== REQUIREMENT ==
Reproduce, word for word, every line starting at the line that contains "Phrase: necktie knot" and ending with the final line of the entries.

>> START DATASET EXTRACT

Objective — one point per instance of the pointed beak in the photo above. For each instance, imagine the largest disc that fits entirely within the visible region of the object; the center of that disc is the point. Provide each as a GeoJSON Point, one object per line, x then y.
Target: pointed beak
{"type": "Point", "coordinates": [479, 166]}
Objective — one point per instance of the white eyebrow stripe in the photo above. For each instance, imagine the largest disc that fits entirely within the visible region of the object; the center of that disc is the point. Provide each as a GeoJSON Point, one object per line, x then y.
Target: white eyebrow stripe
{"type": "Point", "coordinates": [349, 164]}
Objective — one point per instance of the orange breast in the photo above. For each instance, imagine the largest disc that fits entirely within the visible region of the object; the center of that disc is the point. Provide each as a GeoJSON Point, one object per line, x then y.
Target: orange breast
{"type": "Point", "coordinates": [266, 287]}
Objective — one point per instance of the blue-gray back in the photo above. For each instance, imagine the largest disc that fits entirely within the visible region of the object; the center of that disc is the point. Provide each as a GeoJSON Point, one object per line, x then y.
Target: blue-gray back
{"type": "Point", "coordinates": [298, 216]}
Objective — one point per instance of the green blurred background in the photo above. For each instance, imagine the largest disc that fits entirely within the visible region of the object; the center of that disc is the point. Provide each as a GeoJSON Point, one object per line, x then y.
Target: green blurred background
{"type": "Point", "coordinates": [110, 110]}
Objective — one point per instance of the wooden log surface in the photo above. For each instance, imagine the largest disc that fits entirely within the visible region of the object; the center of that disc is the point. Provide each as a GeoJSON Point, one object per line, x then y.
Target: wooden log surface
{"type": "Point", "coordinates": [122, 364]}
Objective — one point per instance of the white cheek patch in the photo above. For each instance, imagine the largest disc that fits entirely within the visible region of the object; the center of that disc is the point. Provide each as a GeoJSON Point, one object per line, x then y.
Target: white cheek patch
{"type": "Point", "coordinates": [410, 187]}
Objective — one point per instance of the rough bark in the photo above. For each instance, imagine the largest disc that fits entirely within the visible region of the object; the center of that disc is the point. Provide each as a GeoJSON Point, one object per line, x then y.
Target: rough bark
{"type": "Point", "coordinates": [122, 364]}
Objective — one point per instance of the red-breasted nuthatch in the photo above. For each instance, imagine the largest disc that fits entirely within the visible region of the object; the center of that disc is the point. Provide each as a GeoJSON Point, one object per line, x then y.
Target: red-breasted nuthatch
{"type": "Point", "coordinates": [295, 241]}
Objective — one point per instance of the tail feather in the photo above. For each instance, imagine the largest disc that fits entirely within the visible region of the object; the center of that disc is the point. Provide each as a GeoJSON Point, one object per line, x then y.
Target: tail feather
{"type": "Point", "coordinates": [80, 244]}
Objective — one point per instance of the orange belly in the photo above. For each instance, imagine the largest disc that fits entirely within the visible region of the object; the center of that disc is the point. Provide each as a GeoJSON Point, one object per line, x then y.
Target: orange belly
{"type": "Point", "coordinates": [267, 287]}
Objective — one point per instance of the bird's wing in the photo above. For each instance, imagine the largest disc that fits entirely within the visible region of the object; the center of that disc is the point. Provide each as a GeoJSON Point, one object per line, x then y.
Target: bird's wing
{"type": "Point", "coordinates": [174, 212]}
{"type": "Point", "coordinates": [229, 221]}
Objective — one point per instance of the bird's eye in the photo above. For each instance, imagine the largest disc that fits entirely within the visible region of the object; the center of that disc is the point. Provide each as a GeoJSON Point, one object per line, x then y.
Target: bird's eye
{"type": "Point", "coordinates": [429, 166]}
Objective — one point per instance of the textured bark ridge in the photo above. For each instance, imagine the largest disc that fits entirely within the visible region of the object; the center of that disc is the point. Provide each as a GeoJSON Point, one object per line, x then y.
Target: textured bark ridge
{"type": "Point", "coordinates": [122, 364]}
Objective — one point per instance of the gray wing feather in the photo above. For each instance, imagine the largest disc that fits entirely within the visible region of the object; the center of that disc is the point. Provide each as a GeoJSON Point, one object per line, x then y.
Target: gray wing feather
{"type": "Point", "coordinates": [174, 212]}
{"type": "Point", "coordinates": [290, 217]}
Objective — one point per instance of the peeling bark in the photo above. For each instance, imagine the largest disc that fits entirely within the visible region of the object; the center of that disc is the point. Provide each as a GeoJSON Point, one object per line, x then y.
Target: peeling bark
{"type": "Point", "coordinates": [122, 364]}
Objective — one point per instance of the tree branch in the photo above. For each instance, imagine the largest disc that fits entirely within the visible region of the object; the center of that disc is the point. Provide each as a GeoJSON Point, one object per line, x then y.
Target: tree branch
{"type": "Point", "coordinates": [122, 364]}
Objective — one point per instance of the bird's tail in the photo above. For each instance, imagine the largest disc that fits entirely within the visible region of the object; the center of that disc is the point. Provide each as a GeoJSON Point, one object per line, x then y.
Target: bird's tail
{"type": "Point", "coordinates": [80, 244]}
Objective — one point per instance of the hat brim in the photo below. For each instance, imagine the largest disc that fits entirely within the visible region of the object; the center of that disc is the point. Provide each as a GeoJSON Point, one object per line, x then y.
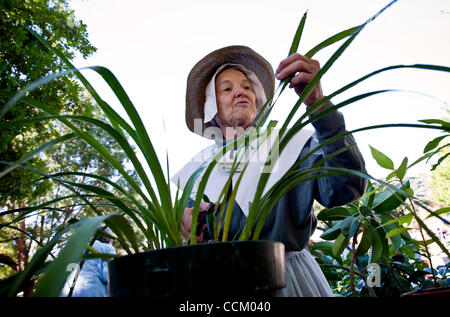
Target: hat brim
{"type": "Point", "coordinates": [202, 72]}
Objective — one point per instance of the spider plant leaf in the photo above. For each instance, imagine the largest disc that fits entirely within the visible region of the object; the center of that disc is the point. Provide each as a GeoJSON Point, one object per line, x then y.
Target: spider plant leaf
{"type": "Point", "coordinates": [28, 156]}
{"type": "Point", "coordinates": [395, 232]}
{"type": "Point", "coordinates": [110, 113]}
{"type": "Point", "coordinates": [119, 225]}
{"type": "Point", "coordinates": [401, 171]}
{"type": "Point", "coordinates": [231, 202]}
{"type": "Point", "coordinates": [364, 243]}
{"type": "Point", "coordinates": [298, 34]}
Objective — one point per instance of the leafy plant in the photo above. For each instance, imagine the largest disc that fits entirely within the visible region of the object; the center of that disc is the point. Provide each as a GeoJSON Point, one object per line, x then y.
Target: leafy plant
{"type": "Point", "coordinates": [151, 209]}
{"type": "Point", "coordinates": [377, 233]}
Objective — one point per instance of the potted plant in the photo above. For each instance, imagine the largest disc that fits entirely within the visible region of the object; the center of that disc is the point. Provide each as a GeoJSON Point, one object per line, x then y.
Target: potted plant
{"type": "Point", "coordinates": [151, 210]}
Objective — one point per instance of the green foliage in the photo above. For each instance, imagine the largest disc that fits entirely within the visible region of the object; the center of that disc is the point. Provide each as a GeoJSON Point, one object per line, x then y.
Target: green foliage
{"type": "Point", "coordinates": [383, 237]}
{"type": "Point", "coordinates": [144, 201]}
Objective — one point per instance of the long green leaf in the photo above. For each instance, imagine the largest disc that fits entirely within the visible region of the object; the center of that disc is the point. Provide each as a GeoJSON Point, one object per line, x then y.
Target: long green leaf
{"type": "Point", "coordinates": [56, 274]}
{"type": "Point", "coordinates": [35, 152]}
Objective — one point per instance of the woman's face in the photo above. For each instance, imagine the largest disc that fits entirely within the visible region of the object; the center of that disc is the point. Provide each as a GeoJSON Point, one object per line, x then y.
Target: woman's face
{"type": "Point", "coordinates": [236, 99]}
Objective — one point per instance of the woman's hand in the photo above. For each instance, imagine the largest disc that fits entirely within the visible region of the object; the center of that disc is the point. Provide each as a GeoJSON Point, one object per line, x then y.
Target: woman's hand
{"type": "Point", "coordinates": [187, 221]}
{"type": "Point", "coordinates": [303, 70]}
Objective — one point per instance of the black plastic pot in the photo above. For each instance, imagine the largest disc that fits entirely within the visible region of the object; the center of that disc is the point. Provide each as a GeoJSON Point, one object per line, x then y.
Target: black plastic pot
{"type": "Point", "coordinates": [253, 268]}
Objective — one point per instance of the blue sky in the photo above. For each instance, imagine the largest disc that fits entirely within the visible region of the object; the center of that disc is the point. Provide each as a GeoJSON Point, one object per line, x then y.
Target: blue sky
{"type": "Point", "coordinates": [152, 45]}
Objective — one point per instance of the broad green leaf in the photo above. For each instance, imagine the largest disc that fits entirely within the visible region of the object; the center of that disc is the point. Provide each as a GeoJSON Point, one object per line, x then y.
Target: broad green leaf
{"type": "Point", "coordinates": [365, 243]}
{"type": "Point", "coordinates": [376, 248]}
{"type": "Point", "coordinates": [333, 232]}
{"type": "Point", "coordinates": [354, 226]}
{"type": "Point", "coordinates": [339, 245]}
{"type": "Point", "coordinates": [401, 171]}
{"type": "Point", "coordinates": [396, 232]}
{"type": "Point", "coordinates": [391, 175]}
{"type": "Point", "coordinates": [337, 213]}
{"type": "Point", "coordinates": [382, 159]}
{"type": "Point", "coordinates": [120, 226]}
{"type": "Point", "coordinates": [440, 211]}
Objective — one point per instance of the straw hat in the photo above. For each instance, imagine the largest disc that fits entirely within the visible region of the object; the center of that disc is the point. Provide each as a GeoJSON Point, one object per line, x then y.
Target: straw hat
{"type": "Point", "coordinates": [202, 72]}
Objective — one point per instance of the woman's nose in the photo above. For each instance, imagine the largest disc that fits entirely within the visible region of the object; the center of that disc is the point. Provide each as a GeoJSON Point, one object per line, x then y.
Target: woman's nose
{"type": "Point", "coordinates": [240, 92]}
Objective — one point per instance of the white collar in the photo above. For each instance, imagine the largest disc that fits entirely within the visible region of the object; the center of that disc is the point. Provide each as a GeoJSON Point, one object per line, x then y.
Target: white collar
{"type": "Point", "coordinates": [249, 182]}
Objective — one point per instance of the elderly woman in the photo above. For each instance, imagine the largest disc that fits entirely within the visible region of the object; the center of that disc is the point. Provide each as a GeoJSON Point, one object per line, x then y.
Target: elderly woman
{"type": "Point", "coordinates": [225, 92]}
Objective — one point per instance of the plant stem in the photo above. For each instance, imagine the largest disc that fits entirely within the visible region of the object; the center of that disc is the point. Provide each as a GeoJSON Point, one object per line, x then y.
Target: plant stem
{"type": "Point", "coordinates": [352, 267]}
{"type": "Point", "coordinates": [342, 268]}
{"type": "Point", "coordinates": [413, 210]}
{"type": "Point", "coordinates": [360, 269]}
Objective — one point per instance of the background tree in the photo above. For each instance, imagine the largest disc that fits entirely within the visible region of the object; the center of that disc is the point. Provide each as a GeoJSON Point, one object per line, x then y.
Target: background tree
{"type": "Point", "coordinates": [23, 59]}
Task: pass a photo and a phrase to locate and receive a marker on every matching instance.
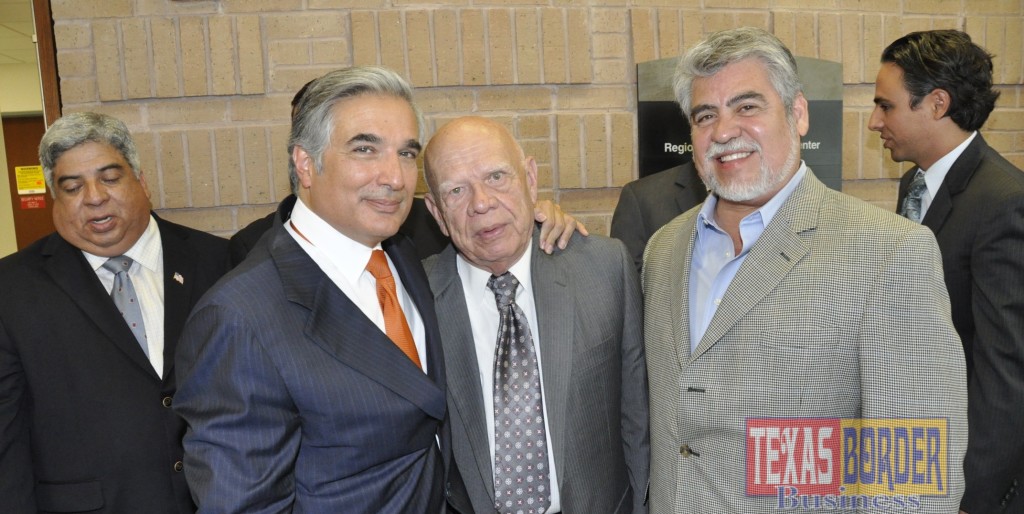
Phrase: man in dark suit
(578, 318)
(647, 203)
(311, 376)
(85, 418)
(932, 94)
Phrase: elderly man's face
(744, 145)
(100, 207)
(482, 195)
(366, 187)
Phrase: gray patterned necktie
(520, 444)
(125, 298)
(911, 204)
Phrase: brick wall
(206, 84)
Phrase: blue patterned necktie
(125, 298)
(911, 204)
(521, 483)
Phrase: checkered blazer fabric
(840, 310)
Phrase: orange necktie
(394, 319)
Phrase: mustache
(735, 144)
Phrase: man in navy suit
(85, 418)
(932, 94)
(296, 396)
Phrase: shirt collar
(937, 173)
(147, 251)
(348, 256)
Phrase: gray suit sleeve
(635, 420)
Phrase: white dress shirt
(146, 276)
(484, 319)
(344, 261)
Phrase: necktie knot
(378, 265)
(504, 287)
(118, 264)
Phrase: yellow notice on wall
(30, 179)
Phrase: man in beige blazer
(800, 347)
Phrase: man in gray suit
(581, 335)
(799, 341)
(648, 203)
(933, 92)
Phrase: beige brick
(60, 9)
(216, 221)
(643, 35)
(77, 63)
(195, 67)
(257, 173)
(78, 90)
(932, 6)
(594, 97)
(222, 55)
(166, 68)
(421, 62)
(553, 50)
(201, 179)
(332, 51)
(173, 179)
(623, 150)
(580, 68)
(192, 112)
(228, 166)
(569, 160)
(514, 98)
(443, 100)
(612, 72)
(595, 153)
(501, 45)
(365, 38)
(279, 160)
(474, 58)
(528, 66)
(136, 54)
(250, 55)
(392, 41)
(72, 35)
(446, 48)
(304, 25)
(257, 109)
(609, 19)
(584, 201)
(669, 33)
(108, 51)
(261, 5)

>> END DATASET EXTRACT

== WORKED SOLUTION ==
Phrase: necktie knot
(378, 265)
(504, 287)
(118, 264)
Phrase: yellow notice on wall
(30, 179)
Phrase: man in beige blazer
(800, 347)
Phrase: man in gray suit
(581, 335)
(799, 341)
(648, 203)
(933, 92)
Phrase: beige brick
(60, 9)
(216, 221)
(643, 35)
(77, 63)
(195, 67)
(257, 173)
(78, 90)
(932, 6)
(594, 97)
(222, 55)
(166, 68)
(421, 62)
(553, 50)
(201, 179)
(332, 51)
(173, 179)
(623, 150)
(580, 68)
(192, 112)
(228, 166)
(569, 160)
(514, 98)
(443, 100)
(612, 72)
(595, 153)
(501, 45)
(365, 38)
(279, 160)
(474, 58)
(528, 66)
(136, 54)
(250, 55)
(392, 41)
(72, 35)
(446, 48)
(304, 25)
(257, 109)
(609, 19)
(584, 201)
(669, 33)
(108, 51)
(261, 5)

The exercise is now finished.